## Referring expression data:
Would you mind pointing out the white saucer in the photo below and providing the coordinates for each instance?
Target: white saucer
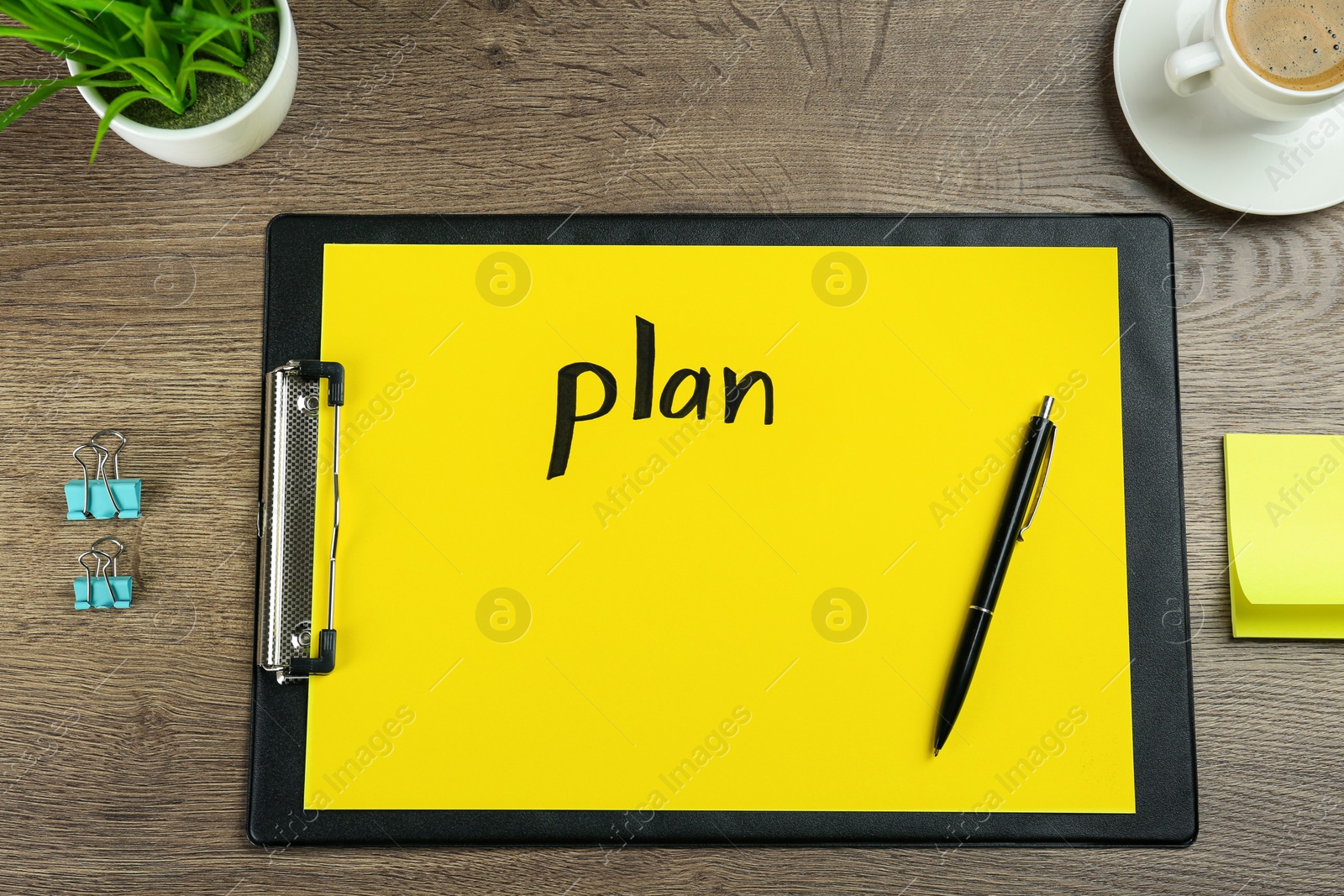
(1206, 144)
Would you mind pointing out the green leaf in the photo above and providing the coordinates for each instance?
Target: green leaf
(44, 90)
(113, 110)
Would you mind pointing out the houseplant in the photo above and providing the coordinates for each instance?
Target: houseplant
(181, 80)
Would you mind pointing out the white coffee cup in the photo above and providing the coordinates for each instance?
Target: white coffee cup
(1215, 62)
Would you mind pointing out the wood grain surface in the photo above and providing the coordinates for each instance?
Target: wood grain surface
(131, 295)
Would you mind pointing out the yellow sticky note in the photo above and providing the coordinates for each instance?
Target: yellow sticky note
(702, 614)
(1285, 526)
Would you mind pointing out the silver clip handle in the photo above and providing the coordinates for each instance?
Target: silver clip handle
(1041, 486)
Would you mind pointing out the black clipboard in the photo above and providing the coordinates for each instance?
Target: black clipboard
(1159, 617)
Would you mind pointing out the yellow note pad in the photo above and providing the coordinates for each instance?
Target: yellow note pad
(702, 614)
(1285, 526)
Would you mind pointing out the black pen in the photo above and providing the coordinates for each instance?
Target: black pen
(1028, 481)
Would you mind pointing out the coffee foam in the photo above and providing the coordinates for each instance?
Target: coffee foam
(1294, 43)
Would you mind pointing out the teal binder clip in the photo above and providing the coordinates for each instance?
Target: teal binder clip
(102, 499)
(96, 589)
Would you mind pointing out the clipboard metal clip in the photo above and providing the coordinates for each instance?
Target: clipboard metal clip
(288, 526)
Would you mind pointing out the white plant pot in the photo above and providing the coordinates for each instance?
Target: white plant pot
(234, 136)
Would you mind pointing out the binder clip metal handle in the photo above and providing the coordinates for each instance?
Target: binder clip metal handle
(286, 517)
(84, 497)
(97, 582)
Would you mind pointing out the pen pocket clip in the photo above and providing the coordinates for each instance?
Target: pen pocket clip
(1041, 485)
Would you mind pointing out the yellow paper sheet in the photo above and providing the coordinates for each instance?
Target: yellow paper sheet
(710, 616)
(1285, 526)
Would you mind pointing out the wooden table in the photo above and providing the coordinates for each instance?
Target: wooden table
(131, 295)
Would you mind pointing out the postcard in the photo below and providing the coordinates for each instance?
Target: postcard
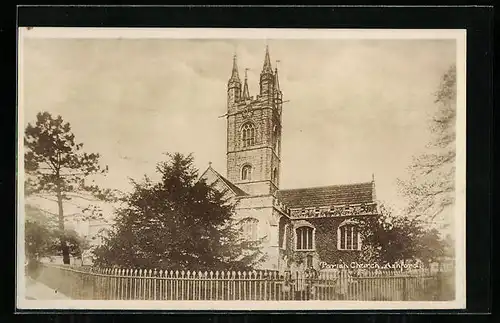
(240, 169)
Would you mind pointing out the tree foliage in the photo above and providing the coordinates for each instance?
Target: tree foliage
(55, 164)
(178, 222)
(431, 187)
(390, 238)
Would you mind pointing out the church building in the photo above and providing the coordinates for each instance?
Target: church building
(300, 227)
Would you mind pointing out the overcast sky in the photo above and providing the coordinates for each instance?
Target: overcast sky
(356, 107)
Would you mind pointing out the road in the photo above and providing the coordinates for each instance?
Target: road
(38, 291)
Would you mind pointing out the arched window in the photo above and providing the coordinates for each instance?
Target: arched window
(248, 134)
(249, 227)
(275, 137)
(246, 173)
(305, 238)
(348, 237)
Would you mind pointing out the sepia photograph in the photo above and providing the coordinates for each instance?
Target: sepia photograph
(275, 169)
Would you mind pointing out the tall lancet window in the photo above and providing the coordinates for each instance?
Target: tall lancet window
(248, 134)
(246, 173)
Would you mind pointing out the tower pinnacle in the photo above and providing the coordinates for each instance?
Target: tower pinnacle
(267, 68)
(235, 77)
(246, 94)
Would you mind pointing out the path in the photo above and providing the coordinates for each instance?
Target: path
(38, 291)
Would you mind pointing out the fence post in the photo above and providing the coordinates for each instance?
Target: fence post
(405, 289)
(439, 277)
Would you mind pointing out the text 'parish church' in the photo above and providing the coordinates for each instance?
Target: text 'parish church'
(301, 227)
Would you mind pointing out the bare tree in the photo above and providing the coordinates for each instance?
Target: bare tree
(431, 186)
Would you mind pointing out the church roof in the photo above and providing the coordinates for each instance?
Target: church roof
(235, 189)
(238, 191)
(328, 195)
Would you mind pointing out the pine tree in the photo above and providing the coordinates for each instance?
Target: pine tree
(178, 222)
(55, 165)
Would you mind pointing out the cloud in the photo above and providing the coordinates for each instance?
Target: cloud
(356, 107)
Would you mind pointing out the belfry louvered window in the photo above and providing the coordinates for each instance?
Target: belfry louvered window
(246, 173)
(250, 229)
(304, 238)
(248, 134)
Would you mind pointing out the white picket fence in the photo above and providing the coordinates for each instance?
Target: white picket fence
(140, 284)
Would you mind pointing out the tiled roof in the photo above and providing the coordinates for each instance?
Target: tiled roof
(327, 195)
(238, 191)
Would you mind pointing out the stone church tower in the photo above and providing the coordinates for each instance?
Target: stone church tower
(299, 228)
(254, 132)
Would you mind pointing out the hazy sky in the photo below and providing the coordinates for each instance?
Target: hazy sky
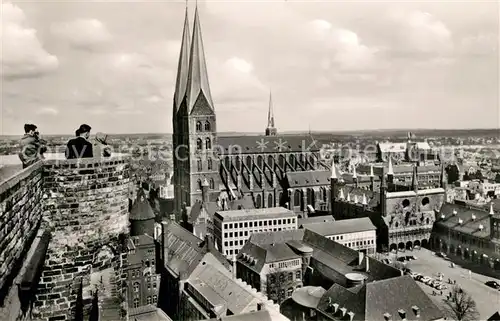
(331, 65)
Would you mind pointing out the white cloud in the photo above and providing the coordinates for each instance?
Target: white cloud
(88, 34)
(423, 32)
(22, 53)
(47, 111)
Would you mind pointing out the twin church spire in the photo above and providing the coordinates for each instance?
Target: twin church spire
(192, 75)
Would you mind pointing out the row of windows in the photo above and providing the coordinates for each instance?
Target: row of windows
(149, 300)
(285, 277)
(200, 126)
(292, 159)
(258, 223)
(199, 165)
(199, 143)
(150, 285)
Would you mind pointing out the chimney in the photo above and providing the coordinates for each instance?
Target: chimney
(402, 314)
(416, 310)
(204, 191)
(361, 256)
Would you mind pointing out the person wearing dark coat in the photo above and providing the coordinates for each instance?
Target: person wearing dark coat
(80, 147)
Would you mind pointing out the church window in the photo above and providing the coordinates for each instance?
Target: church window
(296, 198)
(312, 160)
(270, 161)
(270, 200)
(260, 161)
(258, 201)
(237, 163)
(249, 162)
(282, 161)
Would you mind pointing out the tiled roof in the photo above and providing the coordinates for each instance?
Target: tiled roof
(141, 210)
(260, 144)
(468, 225)
(399, 293)
(308, 178)
(342, 226)
(256, 213)
(316, 219)
(367, 303)
(220, 289)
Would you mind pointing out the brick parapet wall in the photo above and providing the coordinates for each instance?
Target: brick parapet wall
(86, 209)
(20, 216)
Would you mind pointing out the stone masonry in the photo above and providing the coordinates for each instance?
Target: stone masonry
(86, 209)
(20, 216)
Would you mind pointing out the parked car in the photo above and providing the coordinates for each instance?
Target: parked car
(493, 284)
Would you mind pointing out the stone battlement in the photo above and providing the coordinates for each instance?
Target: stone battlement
(84, 204)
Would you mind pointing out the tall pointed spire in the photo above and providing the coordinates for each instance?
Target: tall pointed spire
(183, 66)
(270, 113)
(270, 130)
(198, 76)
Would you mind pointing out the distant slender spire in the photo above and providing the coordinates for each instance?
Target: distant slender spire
(183, 66)
(197, 83)
(390, 170)
(334, 171)
(270, 113)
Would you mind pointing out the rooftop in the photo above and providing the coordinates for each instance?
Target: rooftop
(341, 227)
(256, 213)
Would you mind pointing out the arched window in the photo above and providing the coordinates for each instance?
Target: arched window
(237, 163)
(258, 201)
(296, 197)
(270, 200)
(249, 162)
(270, 161)
(260, 161)
(281, 161)
(290, 160)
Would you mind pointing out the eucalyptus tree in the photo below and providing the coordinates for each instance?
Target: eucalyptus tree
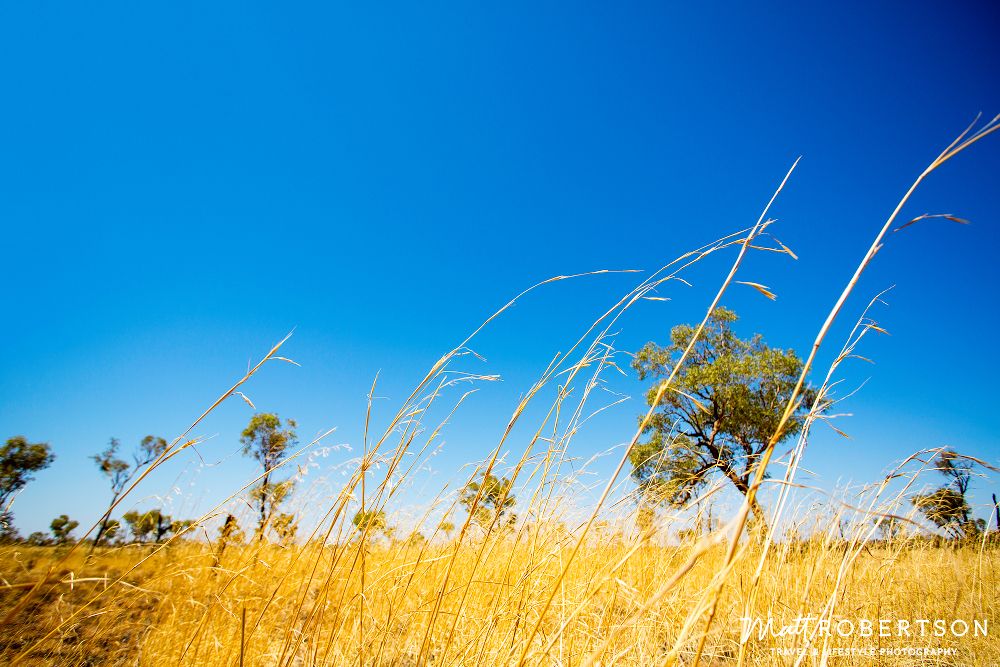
(268, 440)
(717, 416)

## What is being asked:
Each record should be quoted exactly, with the images omitted.

## Output:
Would you mind pointing out the white saucer in the photo below and providing the coordinates for each instance?
Target: white saucer
(1206, 144)
Would you mind pointing out the green leaf in the photo above and providing the coordinates for each instance?
Target: green leaf
(44, 90)
(113, 110)
Would you mind pointing out the houseplant in the photo above and providing the coordinates for each instance?
Target: houseplant
(181, 80)
Would you mind pointing out the white coffee cup in the photo above and providing the coordinates for each instance?
Target: white coffee cup
(1215, 62)
Would you mind pointing out the wood grain surface in the photo above and providing the coordinates for each instance?
Target: wood grain surface
(131, 295)
Would you mind pointing out the yellow sticky note in the photo above and providing the coordinates for each instance?
Target: yellow sticky note
(702, 614)
(1285, 526)
Would you mind pointing out the silver clip handle in the photo above and providing the coordinates for each instance?
Target: silver clip handle
(1041, 486)
Would you mind pointing out the black clipboard in the photo above and providing the coordinates for each instance?
Target: black clipboard
(1159, 617)
Would you mind pointing out the yellow note pad in the photo above and providing the coordinates for each instance?
Target: yellow note pad
(702, 614)
(1285, 526)
Would you mind pointing out the black pen in the photo above and providing the coordinates for each instance?
Target: black pen
(1028, 481)
Would you mind pointing out the coffee foam in the photo above and providing the coordinates for each instance?
Target: coffee foam
(1294, 43)
Would you mind pointing out the teal binder clip in the photo above and providing the coordinates for each instance?
Target: teal binder clip
(102, 499)
(96, 589)
Would you mind pointing out the clipboard metal clip in the photo above and providing the coordinates for each instance?
Target: clipboard metal clip
(288, 526)
Would you mind pointing out the white plant pot in the photo above and providing the coordinates for each instance?
Target: white plant pot
(234, 136)
Would you mind pointing out the binder clip metal handle in the photo above and providing the coordinates for each instance?
Target: binder clip metal handle
(286, 517)
(84, 497)
(97, 582)
Would you mind pointing out the pen pocket clip in the photo above and providing the coordinates for each instance?
Target: pen pocket clip
(1041, 485)
Would you mind pointing out the yellow paper sheet in the photo above and providing the coordinates for each instance?
Target: yellow paper sheet
(710, 616)
(1285, 526)
Would you mind pointing out the wooden table in the photo above and providing the coordinates for each instance?
Target: wooden table
(131, 295)
Would you mind pointing out the postcard in the photo below and providing the coordinates for each instance?
Target: postcard
(240, 169)
Would you mind pointing out the tree foliage in the photo above and providing the coordinates for each instance?
Target: tree foliage
(55, 164)
(178, 222)
(431, 187)
(390, 238)
Would you mind pointing out the church building in the photo above and providing the coordinates for each instance?
Target: church building
(300, 227)
Would you mind pointing out the overcast sky in the photo above and providing the coordinates for each instance?
Target: overcast sky
(356, 107)
Would you mind pointing out the road in the photo above and providing the coordinates for each instance?
Target: road
(38, 291)
Would you mind pointing out the arched window in the photo above and providing the coordinates for each instance?
Target: arched window
(248, 134)
(249, 227)
(275, 137)
(246, 173)
(305, 238)
(348, 237)
Would you mind pointing out the sepia photograph in the photo above and providing the coordinates for each instance?
Target: sepia photograph
(275, 169)
Would you mind pointing out the tall lancet window in the photo above and providing the coordinates for each instance?
Target: tall lancet window
(248, 134)
(246, 173)
Would you mind pointing out the tower pinnacle in the photo above and providing the coordinates for each instance?
Target: tower pinnacle
(267, 68)
(235, 77)
(246, 94)
Would you mind pointing out the path in the photo above and providing the coordinates for each instance?
Target: path
(38, 291)
Would you mind pointing out the fence post in the photo above and providing the coordinates for each instance?
Target: fence post
(405, 289)
(439, 277)
Would you mind pointing out the text 'parish church' in the photo above and providing the coordinates for each instance?
Target: text 'parish church'
(301, 227)
Would you mind pointing out the bare tree in the photo above and providing the coordinates for each instance?
Target: bare tree
(431, 186)
Would you mind pointing out the church roof in the photo above and providing the coordinates for each instance?
Target: church roof
(235, 189)
(238, 191)
(328, 195)
Would you mind pointing out the pine tree in the photo above and providing the coordinates for each instance?
Target: pine tree
(178, 222)
(55, 165)
Would you mind pointing out the cloud in the photo above and providing the coordinates for each instance?
Target: cloud
(356, 107)
Would you mind pointing out the belfry louvered window in the photo above and providing the coordinates for each instance?
Target: belfry louvered window
(246, 173)
(250, 229)
(304, 238)
(248, 134)
Would you mind pointing out the white picket fence in the photo above and providing the coordinates for each instance?
Target: white picket fence
(140, 284)
Would you mind pointing out the tiled roof in the photo above and providing the coordinates for each instance?
Target: tiled roof
(327, 195)
(238, 191)
Would you mind pointing out the stone church tower in the photo above and providing the coordinates for each instance?
Target: stone church tower
(299, 228)
(254, 132)
Would you mind pointing out the hazy sky in the photo below and providing the coordinates for each instance?
Target: hazy sky
(331, 65)
Would you mind pointing out the white cloud in the photo above and providing the coordinates for each instance?
Target: white cloud
(88, 34)
(423, 32)
(22, 53)
(47, 111)
Would you mind pointing out the twin church spire in the photo above and providing the coordinates for each instance?
Target: twin church spire
(192, 75)
Would you mind pointing out the row of windows in the photo above and providing the coordinates for each instance?
Target: row of windows
(149, 300)
(285, 277)
(200, 126)
(292, 159)
(258, 223)
(199, 165)
(199, 143)
(150, 285)
Would you mind pointing out the chimney in the photo above and providing the coordinates for each instance?
Target: chimney
(402, 314)
(416, 310)
(204, 191)
(361, 256)
Would you mind pointing out the person wearing dark coat in the photo above and providing the coordinates for each instance?
Target: person wearing dark coat
(80, 147)
Would you mind pointing out the church window in the photo above and providing the coordinates for each instance?
Target: church window
(296, 198)
(312, 160)
(270, 161)
(270, 200)
(260, 161)
(258, 201)
(237, 163)
(249, 162)
(282, 161)
Would you mind pointing out the tiled roof in the photo above and providing the coordinates for each instance?
Target: tiled roof
(141, 210)
(260, 144)
(468, 225)
(399, 293)
(308, 178)
(342, 226)
(256, 213)
(316, 219)
(367, 303)
(220, 289)
Would you mind pointing out the brick parapet wall in the photo above and providing the coordinates for each instance?
Target: brick parapet wall
(86, 209)
(20, 216)
Would you mind pointing out the stone masonry in the photo above and providing the coordinates for each instance?
Target: stone masonry
(86, 209)
(20, 216)
Would you mind pointing out the parked car in the photo above and providing the coordinates for each instance?
Target: parked car
(493, 284)
Would you mind pointing out the stone battlement in the photo above and providing the coordinates for each instance?
Target: stone battlement
(84, 204)
Would you mind pointing out the tall pointed spire in the photo above and providing the coordinates for each instance?
Target: tall pointed spire
(183, 66)
(270, 113)
(270, 130)
(198, 76)
Would you mind pointing out the distant slender spire in the photo above and providing the coordinates for each instance?
Target: distant slender spire
(183, 66)
(197, 83)
(390, 170)
(334, 171)
(270, 113)
Would you mind pointing out the rooftop in the photo above and providing the coordinates for each instance?
Target: rooftop
(341, 227)
(256, 213)
Would you mind pointing out the arched window in the photo above and providing the coordinates for each instance?
Target: arched window
(237, 163)
(258, 201)
(296, 197)
(270, 200)
(249, 162)
(270, 161)
(260, 161)
(281, 161)
(290, 160)
Would you mind pointing out the eucalyptus tree in the photo below and providing the coordinates for each instance?
Target: eucalyptus tree
(268, 440)
(717, 416)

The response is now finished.